Top of Given records
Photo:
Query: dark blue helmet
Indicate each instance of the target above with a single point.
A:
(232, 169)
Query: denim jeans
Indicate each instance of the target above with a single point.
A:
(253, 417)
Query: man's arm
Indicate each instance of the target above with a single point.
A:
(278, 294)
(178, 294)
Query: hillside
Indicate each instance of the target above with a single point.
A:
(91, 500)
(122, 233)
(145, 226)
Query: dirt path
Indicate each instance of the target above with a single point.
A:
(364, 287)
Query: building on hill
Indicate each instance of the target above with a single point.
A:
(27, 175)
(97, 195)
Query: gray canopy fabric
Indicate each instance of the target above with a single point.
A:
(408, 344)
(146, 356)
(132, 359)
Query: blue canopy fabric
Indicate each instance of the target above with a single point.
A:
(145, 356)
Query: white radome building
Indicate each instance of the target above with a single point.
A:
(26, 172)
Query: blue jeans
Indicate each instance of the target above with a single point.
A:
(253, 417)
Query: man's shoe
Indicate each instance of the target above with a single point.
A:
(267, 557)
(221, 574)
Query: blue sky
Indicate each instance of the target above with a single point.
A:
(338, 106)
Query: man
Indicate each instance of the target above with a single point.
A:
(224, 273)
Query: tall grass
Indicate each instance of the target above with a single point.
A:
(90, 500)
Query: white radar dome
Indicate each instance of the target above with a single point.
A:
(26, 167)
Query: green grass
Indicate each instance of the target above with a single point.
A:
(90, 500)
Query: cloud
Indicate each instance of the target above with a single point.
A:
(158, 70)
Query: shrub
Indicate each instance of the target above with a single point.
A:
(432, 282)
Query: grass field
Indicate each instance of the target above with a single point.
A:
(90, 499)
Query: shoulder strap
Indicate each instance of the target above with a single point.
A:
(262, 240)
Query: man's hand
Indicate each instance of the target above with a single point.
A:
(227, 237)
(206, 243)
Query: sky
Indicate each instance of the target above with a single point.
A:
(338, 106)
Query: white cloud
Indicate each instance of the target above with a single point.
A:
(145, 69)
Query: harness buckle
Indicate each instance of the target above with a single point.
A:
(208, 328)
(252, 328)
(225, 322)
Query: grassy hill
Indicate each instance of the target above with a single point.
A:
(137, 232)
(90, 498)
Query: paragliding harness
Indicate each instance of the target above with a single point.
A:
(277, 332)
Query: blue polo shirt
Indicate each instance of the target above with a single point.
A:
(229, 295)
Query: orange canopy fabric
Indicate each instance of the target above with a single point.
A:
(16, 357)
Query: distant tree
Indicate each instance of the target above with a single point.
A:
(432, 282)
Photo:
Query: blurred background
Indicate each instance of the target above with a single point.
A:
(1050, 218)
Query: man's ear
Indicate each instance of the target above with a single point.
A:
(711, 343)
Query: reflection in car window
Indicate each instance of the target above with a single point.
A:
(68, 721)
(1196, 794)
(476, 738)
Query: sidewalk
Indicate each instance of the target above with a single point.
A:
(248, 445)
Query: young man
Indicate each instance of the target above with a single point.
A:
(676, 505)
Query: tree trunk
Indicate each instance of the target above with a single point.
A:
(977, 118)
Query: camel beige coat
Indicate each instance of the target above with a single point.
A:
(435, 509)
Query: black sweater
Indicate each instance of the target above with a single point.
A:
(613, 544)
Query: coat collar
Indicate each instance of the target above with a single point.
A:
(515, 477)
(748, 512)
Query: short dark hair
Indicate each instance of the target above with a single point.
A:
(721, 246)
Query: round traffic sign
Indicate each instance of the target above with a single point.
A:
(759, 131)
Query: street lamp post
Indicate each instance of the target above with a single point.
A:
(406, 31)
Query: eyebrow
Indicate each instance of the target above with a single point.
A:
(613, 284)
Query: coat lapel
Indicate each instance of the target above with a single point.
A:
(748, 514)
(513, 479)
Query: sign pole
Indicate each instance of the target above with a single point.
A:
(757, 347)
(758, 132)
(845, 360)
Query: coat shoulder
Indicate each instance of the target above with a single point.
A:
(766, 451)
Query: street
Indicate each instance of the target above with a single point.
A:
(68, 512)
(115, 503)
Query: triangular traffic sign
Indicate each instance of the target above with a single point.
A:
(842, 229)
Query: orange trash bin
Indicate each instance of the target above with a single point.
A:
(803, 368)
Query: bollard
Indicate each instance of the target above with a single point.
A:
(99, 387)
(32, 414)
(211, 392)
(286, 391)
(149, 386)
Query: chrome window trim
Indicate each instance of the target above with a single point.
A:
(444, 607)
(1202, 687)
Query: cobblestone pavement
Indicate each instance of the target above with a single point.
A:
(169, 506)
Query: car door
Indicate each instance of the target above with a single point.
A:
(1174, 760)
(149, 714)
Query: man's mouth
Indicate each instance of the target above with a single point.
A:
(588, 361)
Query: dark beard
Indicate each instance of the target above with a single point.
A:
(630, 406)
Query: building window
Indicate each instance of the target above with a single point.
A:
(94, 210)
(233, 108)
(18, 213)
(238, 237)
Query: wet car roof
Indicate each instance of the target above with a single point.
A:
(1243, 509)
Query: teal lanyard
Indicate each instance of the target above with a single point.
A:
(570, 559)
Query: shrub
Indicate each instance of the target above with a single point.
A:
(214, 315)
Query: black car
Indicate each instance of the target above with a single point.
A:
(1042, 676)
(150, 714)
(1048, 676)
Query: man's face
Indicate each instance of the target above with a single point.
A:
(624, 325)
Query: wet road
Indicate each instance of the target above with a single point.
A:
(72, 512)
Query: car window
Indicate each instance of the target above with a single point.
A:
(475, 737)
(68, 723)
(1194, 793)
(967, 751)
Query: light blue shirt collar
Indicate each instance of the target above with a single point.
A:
Bottom of Given records
### Requirement
Retype the entries precisely as they stand.

### Output of the task
Photo:
Query: dark blue helmet
Indicate each instance of the target above with a single point.
A:
(232, 169)
Query: denim jeans
Indicate each instance of the target above with a single point.
A:
(253, 417)
Query: man's arm
Indicate each instance of the target above with a single point.
A:
(278, 294)
(178, 294)
Query: hillside
Indicate each instance of the target above with a single point.
A:
(91, 500)
(122, 233)
(145, 226)
Query: dirt path
Indicate each instance of the target above with a single point.
A:
(364, 287)
Query: building on hill
Indicate each instance of the target above with a single point.
A:
(27, 175)
(97, 195)
Query: gray canopy fabric
Indicate each instance of the target above with a single point.
A:
(408, 344)
(146, 356)
(132, 359)
Query: blue canopy fabric
Indicate each instance of the target above with a single point.
A:
(145, 356)
Query: white radome building
Indicate each instance of the target above with a single point.
A:
(26, 172)
Query: blue jeans
Indicate each instance of the target above with a single point.
A:
(253, 417)
Query: man's shoe
Indicate each instance of the target above with a single point.
A:
(267, 557)
(221, 574)
Query: blue sky
Indicate each instance of the target above with a single point.
A:
(338, 106)
Query: man
Indicate each instance of the target above with a single point.
A:
(224, 273)
Query: tall grass
Indicate each instance of the target above with a single point.
A:
(90, 500)
Query: white radar dome
Indicate each instance of the target above with a single point.
A:
(26, 167)
Query: green grass
Indicate each instance of the target above with a single point.
A:
(90, 500)
Query: cloud
Indicate each instance of the target above with a single point.
A:
(158, 70)
Query: shrub
Indicate each instance of the target above with a single point.
A:
(432, 282)
Query: grass field
Indicate each instance of the target above with a single point.
A:
(90, 499)
Query: shoulder strap
Indicate each instance of the target above with a single point.
A:
(262, 240)
Query: man's hand
Indicate each instance of the target above with a single point.
A:
(227, 237)
(206, 243)
Query: sky
Indicate each instance of the target above with a single point.
A:
(338, 106)
Query: white cloud
Indicate each instance of the target above with a single point.
A:
(145, 69)
Query: harness buckle
Indicate each instance of the target above with a single point.
A:
(208, 328)
(252, 328)
(225, 322)
Query: grassy hill
Indicate each instance of the target above with a single point.
A:
(137, 232)
(90, 498)
Query: paragliding harness
Indicate each instance of the target above with a single point.
A:
(277, 332)
Query: blue polo shirt
Indicate each instance of the target above with a single point.
A:
(229, 295)
Query: orange canopy fabric
Indicate each instance of the target above with a single point.
A:
(16, 357)
Query: distant tree
Indicate each instance of the target above with a single point.
A:
(432, 282)
Photo:
Query: blurred background
Indicate each instance of the target above with a single point.
A:
(1050, 218)
Query: man's ear
Indicate each instance of the target above with a single point.
A:
(711, 343)
Query: reflection in car window
Indicate each instance of the target above with a single point.
A:
(68, 721)
(1196, 794)
(476, 738)
Query: sidewalk
Indicate each instance of the target above with a single point.
A:
(248, 445)
Query: young man
Indicate each instance of the target above with a single point.
A:
(676, 505)
Query: tree trunk
Indicate each instance of the target above with a single point.
A:
(977, 118)
Query: camel beige coat
Indicate each instance of the target above with a single point.
A:
(435, 509)
Query: black sweater
Indicate each instance of the target above with a single point.
A:
(613, 544)
Query: coat collar
Indicate each instance of the target above with a single point.
A:
(515, 477)
(748, 512)
Query: short dark hair
Indicate each instance of the target above with a single point.
A:
(721, 246)
Query: round traffic sign
Indicate each instance of the target above with a single point.
A:
(759, 131)
Query: street lamp post
Indicate each instance of the target above with a single point.
A:
(406, 31)
Query: eyebrow
Indicate each instance of the target above with a single point.
A:
(613, 284)
Query: coat lapel
Indicate each instance of the target above with a single point.
A:
(748, 514)
(513, 479)
Query: sign pole
Indicate each instance of the target above with a single point.
A:
(757, 347)
(758, 132)
(845, 360)
Query: coat shoulder
Indicate each instance of the target above with a single point.
A:
(766, 451)
Query: street
Indicate each instance of the target above with a single point.
A:
(68, 512)
(115, 503)
Query: triangular traffic sign
Indicate each instance of the target above with a single point.
A:
(842, 229)
Query: orange trash bin
Indicate each instance of the target above with a single point.
A:
(803, 368)
Query: bollard
Indicate each instance of the target above with a single point.
A:
(99, 387)
(32, 414)
(211, 392)
(286, 391)
(149, 386)
Query: chrome window trim
Indicate each instance of the target above with a single point.
A:
(444, 607)
(1202, 687)
Query: cobblestone pavement
Indicate each instance of the target above with a single point.
A:
(169, 506)
Query: car door
Indicate each instance of the target above with a single point.
A:
(1174, 760)
(149, 714)
Query: man's mouth
Indicate each instance of the target above with a single point.
A:
(588, 361)
Query: dark beard
Indicate each instance of the target above with a single point.
A:
(630, 406)
Query: building window
Indicate each instance of the target above with a single point.
A:
(94, 210)
(233, 108)
(18, 213)
(238, 237)
Query: wet car roof
Indicate each instance of the target above with a single point.
A:
(1243, 509)
Query: teal lanyard
Indicate each instance of the target above with a single point.
A:
(570, 559)
Query: shrub
Indicate each instance of the target above with a single point.
A:
(214, 315)
Query: black car
Indicate each instance of the target above with a single point.
A:
(1042, 676)
(150, 714)
(1048, 676)
Query: man's face
Indicate each instance of the target above with a single point.
A:
(624, 325)
Query: wet road
Indicate each instance of the target above with a single point.
A:
(72, 512)
Query: car window
Indicate each instance of the target above with a single point.
A:
(475, 737)
(68, 723)
(1194, 793)
(967, 751)
Query: light blue shirt collar
Indicate each instance of the target above with a single point.
A:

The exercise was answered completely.